• _Exercise brief_: Count the lines in the outline records below that contain the string "every", and give only the number.

• _Outline records_:
+ + +
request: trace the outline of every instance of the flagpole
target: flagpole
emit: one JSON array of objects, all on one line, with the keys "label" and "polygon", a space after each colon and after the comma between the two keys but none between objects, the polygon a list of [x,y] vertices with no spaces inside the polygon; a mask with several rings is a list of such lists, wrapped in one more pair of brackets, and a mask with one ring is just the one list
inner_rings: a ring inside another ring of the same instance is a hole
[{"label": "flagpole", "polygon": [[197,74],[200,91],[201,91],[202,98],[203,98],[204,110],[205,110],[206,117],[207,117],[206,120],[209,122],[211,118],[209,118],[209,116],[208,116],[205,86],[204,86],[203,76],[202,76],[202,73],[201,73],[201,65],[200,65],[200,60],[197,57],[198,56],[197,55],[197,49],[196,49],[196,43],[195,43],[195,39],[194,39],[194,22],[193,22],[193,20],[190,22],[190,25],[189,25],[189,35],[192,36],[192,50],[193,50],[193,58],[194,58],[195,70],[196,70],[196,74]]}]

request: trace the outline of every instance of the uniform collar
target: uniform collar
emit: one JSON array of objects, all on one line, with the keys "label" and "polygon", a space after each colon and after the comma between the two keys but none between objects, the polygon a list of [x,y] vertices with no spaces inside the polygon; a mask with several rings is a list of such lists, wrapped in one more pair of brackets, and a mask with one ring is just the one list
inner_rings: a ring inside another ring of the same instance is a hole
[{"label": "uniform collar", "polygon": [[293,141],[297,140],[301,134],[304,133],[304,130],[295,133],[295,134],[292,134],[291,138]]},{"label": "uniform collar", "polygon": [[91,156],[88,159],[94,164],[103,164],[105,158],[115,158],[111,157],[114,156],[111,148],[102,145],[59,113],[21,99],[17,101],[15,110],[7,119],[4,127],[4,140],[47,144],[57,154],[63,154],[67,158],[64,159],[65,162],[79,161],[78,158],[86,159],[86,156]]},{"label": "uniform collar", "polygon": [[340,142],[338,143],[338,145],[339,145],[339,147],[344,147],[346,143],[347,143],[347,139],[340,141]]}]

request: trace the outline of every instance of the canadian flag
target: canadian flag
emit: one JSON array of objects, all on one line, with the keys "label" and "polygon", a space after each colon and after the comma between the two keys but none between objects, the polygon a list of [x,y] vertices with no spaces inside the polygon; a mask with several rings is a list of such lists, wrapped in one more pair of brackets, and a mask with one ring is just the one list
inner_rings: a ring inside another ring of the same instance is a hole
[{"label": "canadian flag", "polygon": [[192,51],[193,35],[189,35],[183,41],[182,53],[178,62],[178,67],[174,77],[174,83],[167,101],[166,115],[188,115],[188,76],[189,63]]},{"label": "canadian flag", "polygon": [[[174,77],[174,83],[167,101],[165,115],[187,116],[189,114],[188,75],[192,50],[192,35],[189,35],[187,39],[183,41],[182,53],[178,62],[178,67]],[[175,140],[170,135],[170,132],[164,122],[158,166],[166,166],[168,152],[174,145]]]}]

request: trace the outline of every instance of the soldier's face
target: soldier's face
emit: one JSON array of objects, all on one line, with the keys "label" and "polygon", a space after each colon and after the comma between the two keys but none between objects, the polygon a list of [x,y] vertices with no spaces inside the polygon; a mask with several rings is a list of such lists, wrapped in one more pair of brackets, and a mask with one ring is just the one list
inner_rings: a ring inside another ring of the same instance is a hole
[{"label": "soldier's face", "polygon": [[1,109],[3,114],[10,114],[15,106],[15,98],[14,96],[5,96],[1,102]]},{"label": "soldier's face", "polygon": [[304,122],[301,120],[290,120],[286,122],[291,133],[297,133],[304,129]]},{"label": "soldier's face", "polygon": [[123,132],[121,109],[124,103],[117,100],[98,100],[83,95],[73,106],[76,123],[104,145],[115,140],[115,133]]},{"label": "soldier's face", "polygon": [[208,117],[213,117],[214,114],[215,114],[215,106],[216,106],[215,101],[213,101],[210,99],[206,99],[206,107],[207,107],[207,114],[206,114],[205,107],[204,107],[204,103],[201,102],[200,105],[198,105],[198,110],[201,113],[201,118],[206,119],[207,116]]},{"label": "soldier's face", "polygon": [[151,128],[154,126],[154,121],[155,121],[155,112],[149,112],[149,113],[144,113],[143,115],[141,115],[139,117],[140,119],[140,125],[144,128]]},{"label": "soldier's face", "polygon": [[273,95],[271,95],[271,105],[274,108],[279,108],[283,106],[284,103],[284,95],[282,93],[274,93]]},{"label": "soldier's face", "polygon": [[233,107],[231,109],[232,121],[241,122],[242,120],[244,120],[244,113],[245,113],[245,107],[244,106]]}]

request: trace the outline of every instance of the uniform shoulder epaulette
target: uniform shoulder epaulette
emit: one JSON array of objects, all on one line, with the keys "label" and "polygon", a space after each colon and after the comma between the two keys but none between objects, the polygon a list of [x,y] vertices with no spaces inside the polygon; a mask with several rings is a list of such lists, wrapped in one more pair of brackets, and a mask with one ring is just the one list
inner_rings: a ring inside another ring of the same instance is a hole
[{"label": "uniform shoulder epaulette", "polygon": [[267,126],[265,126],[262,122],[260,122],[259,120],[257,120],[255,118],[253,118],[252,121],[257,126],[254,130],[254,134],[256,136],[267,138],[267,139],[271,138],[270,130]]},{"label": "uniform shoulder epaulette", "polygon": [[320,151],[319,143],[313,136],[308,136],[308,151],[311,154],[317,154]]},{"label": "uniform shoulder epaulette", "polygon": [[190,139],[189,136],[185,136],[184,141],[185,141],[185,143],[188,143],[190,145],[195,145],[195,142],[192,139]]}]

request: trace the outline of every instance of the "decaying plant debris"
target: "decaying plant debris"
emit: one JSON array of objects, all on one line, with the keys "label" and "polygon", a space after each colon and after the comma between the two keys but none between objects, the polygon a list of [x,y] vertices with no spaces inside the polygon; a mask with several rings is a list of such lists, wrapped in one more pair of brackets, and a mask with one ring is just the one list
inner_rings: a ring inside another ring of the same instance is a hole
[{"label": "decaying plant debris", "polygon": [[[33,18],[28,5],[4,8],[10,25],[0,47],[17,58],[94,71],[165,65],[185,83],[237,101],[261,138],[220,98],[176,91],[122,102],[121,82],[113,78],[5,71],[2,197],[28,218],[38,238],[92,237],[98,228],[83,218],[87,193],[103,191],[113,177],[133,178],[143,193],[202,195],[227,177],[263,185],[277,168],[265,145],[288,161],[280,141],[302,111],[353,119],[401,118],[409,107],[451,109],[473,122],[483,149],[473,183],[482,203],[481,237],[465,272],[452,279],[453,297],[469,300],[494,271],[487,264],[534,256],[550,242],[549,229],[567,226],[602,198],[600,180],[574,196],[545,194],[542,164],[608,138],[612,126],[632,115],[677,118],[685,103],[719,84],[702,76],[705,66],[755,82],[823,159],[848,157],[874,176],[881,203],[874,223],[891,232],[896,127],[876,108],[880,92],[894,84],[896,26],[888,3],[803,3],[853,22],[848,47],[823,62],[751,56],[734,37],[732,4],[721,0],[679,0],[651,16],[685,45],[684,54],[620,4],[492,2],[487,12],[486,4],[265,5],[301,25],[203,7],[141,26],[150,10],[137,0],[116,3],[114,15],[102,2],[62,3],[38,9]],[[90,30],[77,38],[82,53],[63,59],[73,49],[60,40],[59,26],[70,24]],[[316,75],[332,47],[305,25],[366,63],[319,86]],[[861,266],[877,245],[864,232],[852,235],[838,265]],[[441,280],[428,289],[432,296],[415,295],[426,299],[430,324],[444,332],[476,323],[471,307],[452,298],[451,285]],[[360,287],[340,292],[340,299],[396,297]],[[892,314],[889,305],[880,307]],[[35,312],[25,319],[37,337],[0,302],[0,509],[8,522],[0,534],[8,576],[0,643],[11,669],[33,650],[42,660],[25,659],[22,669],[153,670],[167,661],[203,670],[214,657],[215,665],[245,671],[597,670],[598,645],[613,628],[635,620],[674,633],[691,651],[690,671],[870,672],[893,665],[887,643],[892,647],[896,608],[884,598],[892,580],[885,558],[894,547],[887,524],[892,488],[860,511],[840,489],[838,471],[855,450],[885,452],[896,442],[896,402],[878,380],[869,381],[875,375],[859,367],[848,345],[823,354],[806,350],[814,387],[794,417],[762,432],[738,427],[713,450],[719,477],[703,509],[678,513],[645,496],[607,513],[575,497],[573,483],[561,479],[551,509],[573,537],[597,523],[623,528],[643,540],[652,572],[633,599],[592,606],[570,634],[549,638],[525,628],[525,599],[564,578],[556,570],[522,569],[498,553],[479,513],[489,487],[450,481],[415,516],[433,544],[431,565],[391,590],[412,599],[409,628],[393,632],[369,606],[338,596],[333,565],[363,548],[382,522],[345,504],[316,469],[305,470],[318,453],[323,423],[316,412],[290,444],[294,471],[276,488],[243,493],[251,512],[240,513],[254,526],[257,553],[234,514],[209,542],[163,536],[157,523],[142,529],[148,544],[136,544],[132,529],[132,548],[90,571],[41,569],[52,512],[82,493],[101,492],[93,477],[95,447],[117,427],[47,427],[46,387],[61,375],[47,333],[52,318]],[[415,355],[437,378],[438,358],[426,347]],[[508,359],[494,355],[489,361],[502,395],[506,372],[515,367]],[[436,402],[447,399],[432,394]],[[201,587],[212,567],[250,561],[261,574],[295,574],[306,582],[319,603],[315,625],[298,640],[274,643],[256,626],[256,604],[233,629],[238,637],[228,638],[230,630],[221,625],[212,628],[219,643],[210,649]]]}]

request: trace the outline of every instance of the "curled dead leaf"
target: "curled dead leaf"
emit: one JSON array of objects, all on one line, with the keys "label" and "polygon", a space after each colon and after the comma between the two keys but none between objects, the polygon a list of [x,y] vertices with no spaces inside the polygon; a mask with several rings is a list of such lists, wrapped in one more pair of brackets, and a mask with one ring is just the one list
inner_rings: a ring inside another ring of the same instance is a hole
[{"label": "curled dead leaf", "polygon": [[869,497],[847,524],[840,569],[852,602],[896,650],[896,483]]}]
+ + +
• _Response for this exercise_: 7